▸ **WORK REQUEST**
The following data is to be repeated exactly, its pictures excluded.

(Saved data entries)

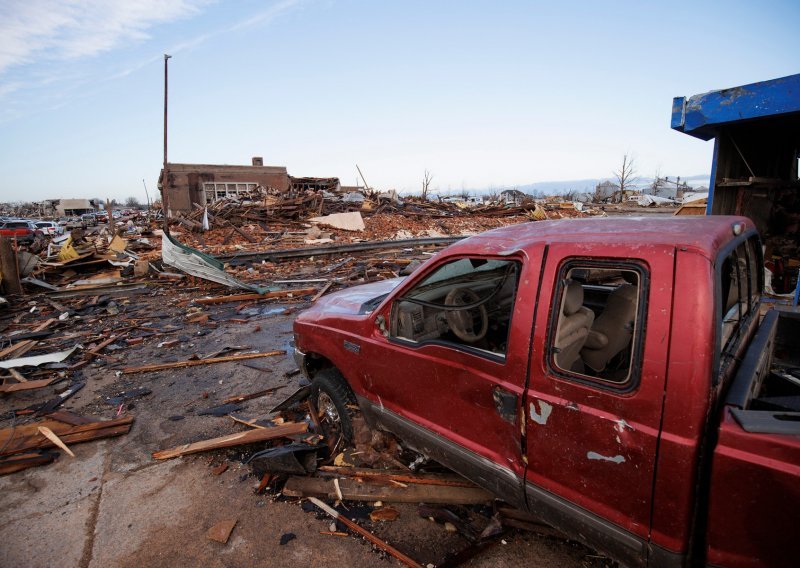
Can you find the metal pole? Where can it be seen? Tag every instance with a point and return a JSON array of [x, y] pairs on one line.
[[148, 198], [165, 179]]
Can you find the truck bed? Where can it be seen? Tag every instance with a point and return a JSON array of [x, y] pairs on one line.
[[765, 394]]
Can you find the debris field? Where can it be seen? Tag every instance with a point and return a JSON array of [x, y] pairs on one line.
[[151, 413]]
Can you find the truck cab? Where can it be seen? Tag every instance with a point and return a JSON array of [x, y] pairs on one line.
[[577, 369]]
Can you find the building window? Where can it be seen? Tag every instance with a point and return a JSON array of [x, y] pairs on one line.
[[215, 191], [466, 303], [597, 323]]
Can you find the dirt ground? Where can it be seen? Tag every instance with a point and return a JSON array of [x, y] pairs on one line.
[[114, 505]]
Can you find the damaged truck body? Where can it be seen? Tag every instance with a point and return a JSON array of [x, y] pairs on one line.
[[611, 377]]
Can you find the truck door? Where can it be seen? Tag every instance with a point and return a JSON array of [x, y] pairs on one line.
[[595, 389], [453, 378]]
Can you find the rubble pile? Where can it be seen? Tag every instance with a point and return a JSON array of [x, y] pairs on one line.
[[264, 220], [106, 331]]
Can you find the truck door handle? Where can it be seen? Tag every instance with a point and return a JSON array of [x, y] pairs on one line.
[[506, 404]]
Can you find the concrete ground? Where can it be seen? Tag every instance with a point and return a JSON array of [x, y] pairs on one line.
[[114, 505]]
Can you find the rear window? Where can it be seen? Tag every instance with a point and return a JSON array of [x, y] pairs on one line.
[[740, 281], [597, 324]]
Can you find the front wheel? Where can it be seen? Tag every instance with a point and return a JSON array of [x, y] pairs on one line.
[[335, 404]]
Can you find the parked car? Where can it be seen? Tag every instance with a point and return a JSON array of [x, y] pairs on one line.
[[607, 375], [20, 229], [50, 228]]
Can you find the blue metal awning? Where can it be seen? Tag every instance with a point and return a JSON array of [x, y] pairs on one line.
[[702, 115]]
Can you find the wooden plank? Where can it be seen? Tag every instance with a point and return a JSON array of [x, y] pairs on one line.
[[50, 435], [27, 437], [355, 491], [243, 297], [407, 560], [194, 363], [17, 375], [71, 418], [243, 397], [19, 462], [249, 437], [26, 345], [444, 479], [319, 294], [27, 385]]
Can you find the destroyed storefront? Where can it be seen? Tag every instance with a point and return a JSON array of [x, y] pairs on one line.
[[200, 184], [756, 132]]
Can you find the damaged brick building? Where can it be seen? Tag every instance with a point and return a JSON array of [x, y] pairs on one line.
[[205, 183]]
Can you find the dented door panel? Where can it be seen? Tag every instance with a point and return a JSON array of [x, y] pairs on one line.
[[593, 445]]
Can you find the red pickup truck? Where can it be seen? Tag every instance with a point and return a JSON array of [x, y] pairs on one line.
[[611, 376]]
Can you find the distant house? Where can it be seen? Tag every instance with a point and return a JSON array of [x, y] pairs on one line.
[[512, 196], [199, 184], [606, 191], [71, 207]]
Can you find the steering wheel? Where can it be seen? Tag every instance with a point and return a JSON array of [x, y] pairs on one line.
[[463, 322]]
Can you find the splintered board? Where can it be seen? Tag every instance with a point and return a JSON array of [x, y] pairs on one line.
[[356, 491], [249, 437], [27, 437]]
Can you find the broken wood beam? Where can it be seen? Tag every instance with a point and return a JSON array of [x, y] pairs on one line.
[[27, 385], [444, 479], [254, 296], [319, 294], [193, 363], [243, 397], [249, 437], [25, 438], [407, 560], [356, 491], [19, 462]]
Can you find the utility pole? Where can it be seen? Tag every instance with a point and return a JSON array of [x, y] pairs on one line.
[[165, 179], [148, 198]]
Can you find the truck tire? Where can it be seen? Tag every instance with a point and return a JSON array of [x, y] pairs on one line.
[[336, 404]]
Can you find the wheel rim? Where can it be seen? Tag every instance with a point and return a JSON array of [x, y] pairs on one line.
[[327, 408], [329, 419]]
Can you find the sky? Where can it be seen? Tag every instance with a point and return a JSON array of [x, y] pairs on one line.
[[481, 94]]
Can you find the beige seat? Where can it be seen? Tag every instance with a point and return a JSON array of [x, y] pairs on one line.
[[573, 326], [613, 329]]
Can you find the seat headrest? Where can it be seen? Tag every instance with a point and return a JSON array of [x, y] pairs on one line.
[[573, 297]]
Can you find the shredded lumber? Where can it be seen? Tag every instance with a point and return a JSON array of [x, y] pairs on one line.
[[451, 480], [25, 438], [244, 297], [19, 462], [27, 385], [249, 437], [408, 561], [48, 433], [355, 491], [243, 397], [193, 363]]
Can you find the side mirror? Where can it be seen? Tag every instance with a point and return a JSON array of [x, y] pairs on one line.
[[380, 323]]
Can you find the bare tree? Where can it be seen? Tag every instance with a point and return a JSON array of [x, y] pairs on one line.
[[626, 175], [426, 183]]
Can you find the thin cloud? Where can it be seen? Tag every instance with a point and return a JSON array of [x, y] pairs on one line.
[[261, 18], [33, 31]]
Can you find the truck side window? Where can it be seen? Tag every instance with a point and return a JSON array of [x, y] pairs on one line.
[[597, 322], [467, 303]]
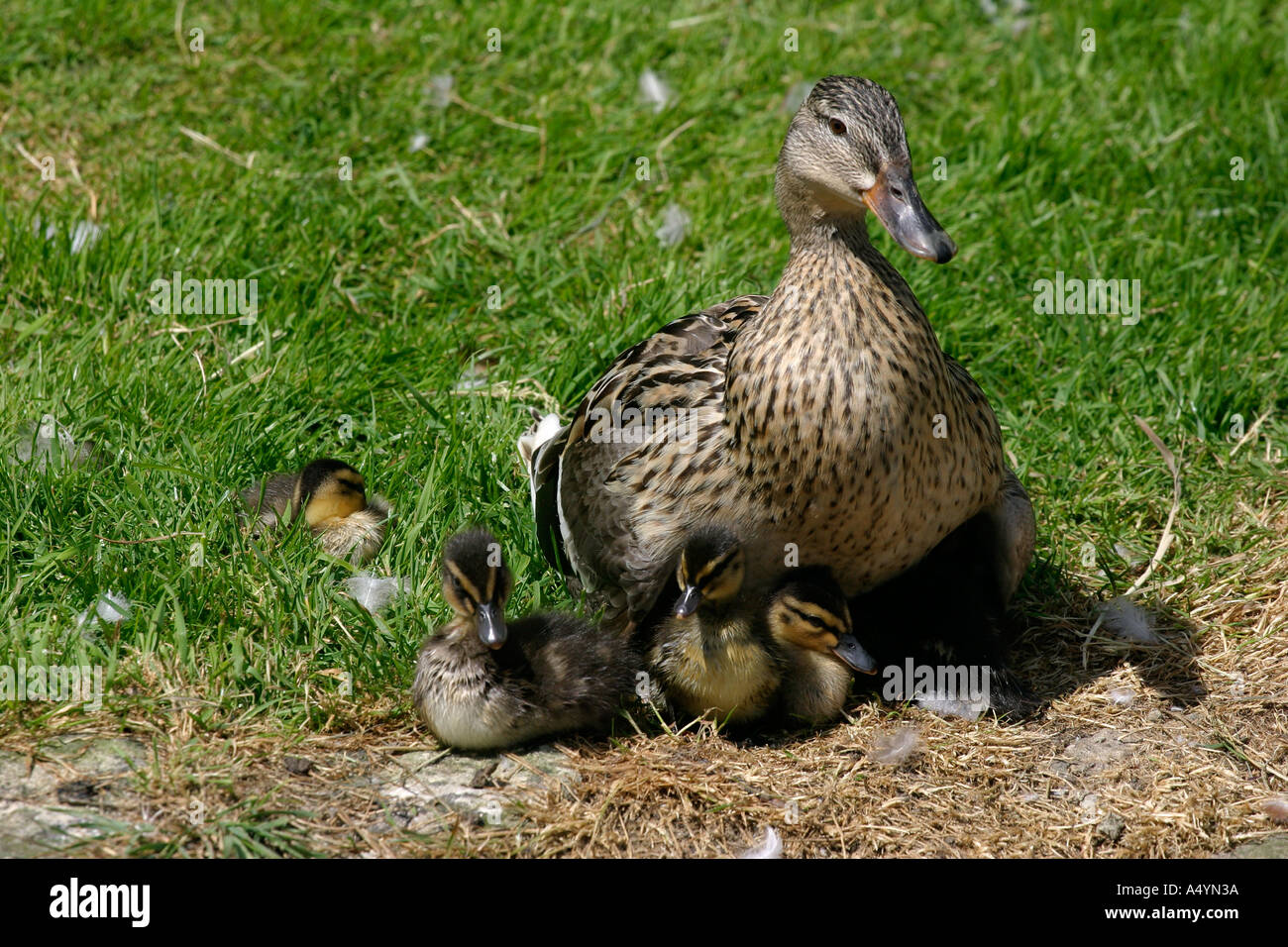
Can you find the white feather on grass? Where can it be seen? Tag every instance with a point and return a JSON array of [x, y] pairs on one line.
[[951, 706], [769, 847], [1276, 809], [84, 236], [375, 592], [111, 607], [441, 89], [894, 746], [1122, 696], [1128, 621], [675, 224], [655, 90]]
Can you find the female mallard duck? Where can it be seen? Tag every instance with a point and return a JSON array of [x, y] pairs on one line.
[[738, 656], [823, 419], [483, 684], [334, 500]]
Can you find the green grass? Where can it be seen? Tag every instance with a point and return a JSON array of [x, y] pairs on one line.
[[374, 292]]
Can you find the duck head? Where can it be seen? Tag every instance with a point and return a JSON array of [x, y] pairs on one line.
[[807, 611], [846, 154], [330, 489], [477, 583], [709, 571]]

▸ **RESULT FOR THIS TASK**
Can you find the metal pole? Where can it be seen? Tag every instance with a point and return a JSON array of [x, y] pairs on one line.
[[148, 198], [165, 179]]
Can you find the truck bed? Where can it be seen? Tag every instance with a point and return a JSON array of [x, y] pairs on one line.
[[765, 394]]
Can you find the debris field? Where can it be seen? Tag every instance with a point and return a JSON array of [x, y] pairs on one line.
[[151, 413]]
Can you find the truck cab? Where can it be seen? Tag every instance with a point and return a JSON array of [x, y] pairs on one line.
[[577, 369]]
Can you find the building window? Where can it be seen? Tag every instance with a point and return a JSON array of [x, y] pairs on one line.
[[215, 191], [466, 303], [597, 323]]
Can you find the dirt ground? Where can it be seen? Tag every instance with a point and return a JSON array of [x, y] pairs on one line.
[[114, 505]]
Can you find the damaged truck body? Where can it be seen? Tag every instance with a point and return a JSON array of [x, y] pairs on one line.
[[611, 377]]
Can you find the truck door? Where can it be seen? Tag every instance with a point and return a JSON array of [x, y] pairs on one line.
[[595, 389], [453, 378]]
Can you find the rubble pile? Where can it be seen? Tag every instance with a point and return a JSON array of [x, y] pairs on one line.
[[264, 220], [106, 331]]
Can you find the truck door handle? Where can it be seen? Tag every instance with a point and return a JSON array of [x, y] pairs on one line.
[[506, 404]]
Can you find the concrete ground? Where can it be seen? Tag every instance with a point and return a JSON array of [x, y] pairs on one line.
[[114, 505]]
Can you find the rear window? Where can it be seen? Tag every instance with a point and return a JSON array of [x, y] pairs on one line.
[[740, 281], [597, 324]]
Can you find the front wheel? Where can it be seen? Tag every instance with a point and return a JSON array of [x, y] pairs on one line.
[[335, 404]]
Can you find the parked car? Where can it be seen? Tag every instance with a point and return a JSON array of [x, y] pairs on one line.
[[607, 375], [20, 229], [50, 228]]
Can you find the blue metal awning? Where can it be seen? Tag every instance with a point and return a JSON array of [x, y] pairs on one line.
[[702, 115]]
Can you find the wooden plank? Where can it be seen? Tag every instance with a point and return a JSON array of [x, y] pairs on one line.
[[50, 435], [27, 437], [355, 491], [243, 297], [407, 560], [194, 363], [17, 375], [71, 418], [243, 397], [19, 462], [249, 437], [26, 345], [444, 479], [319, 294], [27, 385]]
Can you find the destroyed storefront? Where can it be seen? Tag every instance with a point and return a JSON array of [x, y] pairs on one line.
[[200, 184], [756, 132]]
Can you find the damaged brick building? Where can it be seen? Tag every instance with a point and return a JSON array of [x, y] pairs on one line.
[[205, 183]]
Can you find the dented door panel? Where can it be seen? Tag every instance with a point and return a JSON array of [x, y] pairs on one line.
[[593, 445]]
Can you find the red pickup truck? Where can it be seen? Tag every instance with a point and return a JSON array of [x, y] pairs on one line.
[[611, 376]]
Can you find the distant house? Where can it be seen? Tag every instance with a point and return a JSON array of [x, y] pairs on one line.
[[512, 196], [199, 184], [606, 191], [71, 207]]
Can you find the steering wheel? Where can it be seen? Tag every instance with a point and return a JSON array of [x, y] pairs on one line.
[[463, 322]]
Can you find the splintered board? Where can it be seen? Tag every instance with a point and return a JSON array of [x, y] pairs on one line.
[[356, 491], [249, 437], [27, 437]]
Can you find the broken wood beam? Where can it be seen? Tag every instance with a point and return a JSON array of [x, y] pairs on one line.
[[27, 385], [444, 479], [254, 296], [319, 294], [193, 363], [243, 397], [249, 437], [25, 438], [407, 560], [356, 491], [19, 462]]
Can you find the utility pole? Where can it be seen? Tag every instance with a point and return a JSON array of [x, y] pairs on one line.
[[165, 179], [148, 198]]
Can you find the truck tire? Where can it be seen? Tag every instance with a point and return a JSON array of [x, y] pairs on one line.
[[336, 404]]
Can you find the wheel rim? Where can it be seen? Tag every instance with a point and return a JSON array of [x, y] pairs on one line.
[[327, 408], [329, 419]]
Can you find the sky? Where can it be seen? Tag every instance with a point and return a JSON array of [x, y] pairs on one line.
[[481, 94]]
Can you find the beige seat? Where can it be seen? Tag every instance with a point and return a JSON array of [x, y] pairs on one line.
[[573, 326], [613, 329]]
Can you find the seat headrest? Where can it be seen? Tag every instance with a point and return a JSON array of [x, y] pairs on one line.
[[573, 297]]
Can you find the shredded lumber? Where can it be seen? Tag every instance with a point and return a JSON array of [x, y] pairs on one line.
[[451, 480], [25, 438], [244, 297], [19, 462], [27, 385], [249, 437], [408, 561], [48, 433], [355, 491], [243, 397], [193, 363]]
Can you find the side mirror? Where can it be seen? Tag every instance with a point and return a JSON array of [x, y] pairs on one line.
[[380, 323]]
Can you find the bare tree? Where can it be seen? Tag every instance with a point and return a JSON array of [x, y] pairs on one line.
[[626, 175], [426, 183]]
Can you find the thin cloud? Where can it be seen? Tag every instance with a point and return a JSON array of [x, y] pairs on one line.
[[261, 18], [33, 31]]
Can you find the truck side window? Where can it be seen? Tag every instance with a point and return a JSON array of [x, y] pairs on one line.
[[597, 322], [467, 303]]
Can you find the white feather on grass? Where can it be seen? Tag every instance with a point and return a JSON array of [x, y] pairs on one line.
[[951, 706], [769, 847], [1276, 809], [84, 236], [375, 592], [111, 607], [441, 89], [894, 746], [1122, 696], [1128, 621], [675, 224], [655, 90]]
Can you find the female mallard duck? Where can it be seen? Tag every instance with a point and return a JSON array of [x, y] pairs on one line.
[[738, 656], [823, 419], [483, 684], [334, 500]]
Can you find the green grass? Where can it be seen? Tag every instance with a point and return a JSON array of [x, y] pairs on one line.
[[374, 292]]
Can you find the duck head? Where can it be seen? Tag every instance with a point and return a JSON array of [x, y] pairs on one line.
[[807, 611], [846, 154], [330, 489], [477, 583], [709, 571]]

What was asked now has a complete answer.